= Beginning of Section =

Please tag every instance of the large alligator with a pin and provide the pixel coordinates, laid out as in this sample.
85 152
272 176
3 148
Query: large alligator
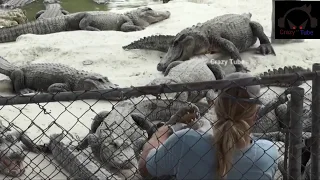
115 139
77 163
230 33
187 117
12 17
52 77
53 9
12 4
134 20
194 70
201 68
12 144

= End of Section =

What to work on =
Your task is to transcribe all of the records precisely, with no images included.

Answer to this problem =
Please tag every instance of the large alligator with a pin and provide the pixel coordinates, laid out as in this sample.
85 152
272 176
3 148
Query: large alligator
115 139
77 163
230 33
187 117
12 17
52 77
53 9
12 4
134 20
194 70
201 68
12 144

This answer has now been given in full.